▸ Text passage
::::::::::

Pinus taeda, or more commonly the loblolly pine, is quite an intriguing organism. It's found in Southeastern United States and is commercially grown in extensive plantations due to its high value in the lumber trade. A new genetic study has revealed that it has a genome even bigger than that of humans - indeed, larger than any other genome examined so far.
Traditional DNA sequencing involves a technique developed by Frederick Sanger in 1977 called, not surprisingly, Sanger sequencing. Although this has proved incredibly useful over the years, it can only be used on small DNA sequences of around 100 to 1000 base pairs, which are the building blocks of DNA. To put that into perspective, the human genome has over 3 billion of those. Sequencing of multicellular organisms has demonstrated that the size of the genome does not necessarily dictate the complexity of the organism.
But there is a solution to the limits imposed by Sanger sequencing; shotgun sequencing. This is where big strands of DNA are broken up into random, smaller and more easy to handle fragments. These fragments can then be sequenced using Sanger sequencing, which is also called chain-termination. After several repeat rounds of this fragmentation and sequencing, a computer will identify overlapping sequences and use this to stitch together a single continuous sequence. But the loblolly pine's sequence was so unwieldy due to the number of repetitive sequences that programs struggle to order properly, that even this method couldn't quite cut it. So what the scientists did was modify the shotgun approach by first generating clones which they organised, mapped and then sequenced.
The results were published in the journal Genome Biology, and it was found that the loblolly pine genome contains 22.18 billion base pairs; that is more than seven times the number found in the human genome. 82% of this was, however, found to be repetitive sequences, in comparison to only 25% in the human genome. Not only that, but they identified numerous genes with important functions, such as disease resistance, which could be important in the lumber industry.
This novel and effective approach can now be applied to sequence other complex organisms, increasing our knowledge base even more.

::::::::::

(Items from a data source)
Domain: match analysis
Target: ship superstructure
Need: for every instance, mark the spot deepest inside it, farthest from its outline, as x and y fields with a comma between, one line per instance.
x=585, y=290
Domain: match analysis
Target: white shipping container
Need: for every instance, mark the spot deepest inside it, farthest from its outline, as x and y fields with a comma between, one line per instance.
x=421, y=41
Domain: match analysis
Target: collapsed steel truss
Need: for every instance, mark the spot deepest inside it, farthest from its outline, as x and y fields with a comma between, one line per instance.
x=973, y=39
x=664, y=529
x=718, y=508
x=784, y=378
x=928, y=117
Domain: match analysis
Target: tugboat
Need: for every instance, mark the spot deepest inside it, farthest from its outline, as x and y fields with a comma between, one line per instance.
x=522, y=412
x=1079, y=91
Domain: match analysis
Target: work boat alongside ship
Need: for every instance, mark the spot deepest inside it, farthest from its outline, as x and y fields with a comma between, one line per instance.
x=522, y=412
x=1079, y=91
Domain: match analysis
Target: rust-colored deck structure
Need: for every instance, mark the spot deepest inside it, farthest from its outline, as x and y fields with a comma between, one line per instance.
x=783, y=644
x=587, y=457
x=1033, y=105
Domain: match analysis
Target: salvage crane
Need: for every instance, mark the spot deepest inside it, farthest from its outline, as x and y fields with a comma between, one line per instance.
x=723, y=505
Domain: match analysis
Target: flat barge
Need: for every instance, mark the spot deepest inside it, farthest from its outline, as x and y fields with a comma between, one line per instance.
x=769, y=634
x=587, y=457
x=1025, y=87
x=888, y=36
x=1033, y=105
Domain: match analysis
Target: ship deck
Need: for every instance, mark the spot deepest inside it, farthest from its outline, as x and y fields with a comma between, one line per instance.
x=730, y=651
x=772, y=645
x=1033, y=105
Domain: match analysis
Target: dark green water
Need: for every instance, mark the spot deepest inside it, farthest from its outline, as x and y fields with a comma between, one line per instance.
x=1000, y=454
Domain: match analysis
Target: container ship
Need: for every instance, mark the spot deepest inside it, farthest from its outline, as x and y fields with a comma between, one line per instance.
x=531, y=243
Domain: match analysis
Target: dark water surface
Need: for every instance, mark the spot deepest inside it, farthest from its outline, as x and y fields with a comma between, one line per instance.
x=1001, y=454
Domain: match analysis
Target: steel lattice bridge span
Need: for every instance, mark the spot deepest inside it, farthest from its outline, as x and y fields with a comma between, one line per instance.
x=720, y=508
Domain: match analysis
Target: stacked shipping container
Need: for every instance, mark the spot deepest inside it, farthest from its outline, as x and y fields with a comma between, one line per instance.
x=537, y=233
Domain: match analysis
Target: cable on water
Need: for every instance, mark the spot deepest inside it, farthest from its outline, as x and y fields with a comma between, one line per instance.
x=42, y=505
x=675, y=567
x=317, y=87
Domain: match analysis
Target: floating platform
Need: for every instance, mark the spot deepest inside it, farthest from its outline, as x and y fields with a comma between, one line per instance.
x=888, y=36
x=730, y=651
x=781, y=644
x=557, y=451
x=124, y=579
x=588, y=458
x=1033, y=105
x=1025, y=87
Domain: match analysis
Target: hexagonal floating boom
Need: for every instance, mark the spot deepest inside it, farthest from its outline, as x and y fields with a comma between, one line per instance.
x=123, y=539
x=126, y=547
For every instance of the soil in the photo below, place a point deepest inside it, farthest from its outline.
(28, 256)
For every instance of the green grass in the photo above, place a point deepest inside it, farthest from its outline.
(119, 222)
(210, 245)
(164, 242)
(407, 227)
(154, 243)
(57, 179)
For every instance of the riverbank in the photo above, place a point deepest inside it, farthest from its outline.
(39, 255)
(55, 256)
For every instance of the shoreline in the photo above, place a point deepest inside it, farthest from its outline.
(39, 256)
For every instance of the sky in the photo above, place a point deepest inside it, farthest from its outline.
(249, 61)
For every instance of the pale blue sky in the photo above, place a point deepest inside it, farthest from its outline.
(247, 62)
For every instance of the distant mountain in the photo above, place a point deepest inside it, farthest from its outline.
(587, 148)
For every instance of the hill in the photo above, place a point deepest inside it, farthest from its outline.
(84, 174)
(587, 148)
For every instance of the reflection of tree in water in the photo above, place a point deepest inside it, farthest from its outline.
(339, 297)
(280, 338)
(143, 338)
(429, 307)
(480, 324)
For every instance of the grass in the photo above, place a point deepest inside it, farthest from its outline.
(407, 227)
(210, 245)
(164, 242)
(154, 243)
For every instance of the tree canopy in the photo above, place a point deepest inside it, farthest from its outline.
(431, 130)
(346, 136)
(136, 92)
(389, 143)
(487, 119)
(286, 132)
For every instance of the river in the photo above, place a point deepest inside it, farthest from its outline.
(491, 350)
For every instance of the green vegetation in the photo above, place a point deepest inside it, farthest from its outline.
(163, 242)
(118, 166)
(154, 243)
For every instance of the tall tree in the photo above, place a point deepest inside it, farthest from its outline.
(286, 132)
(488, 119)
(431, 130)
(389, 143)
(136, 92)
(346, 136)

::::::::::

▸ Requirement
In the loblolly pine article, how many base pairs does the loblolly pine genome contain? The data bear no relation to the loblolly pine article.

▸ Solution for this exercise
22.18 billion base pairs.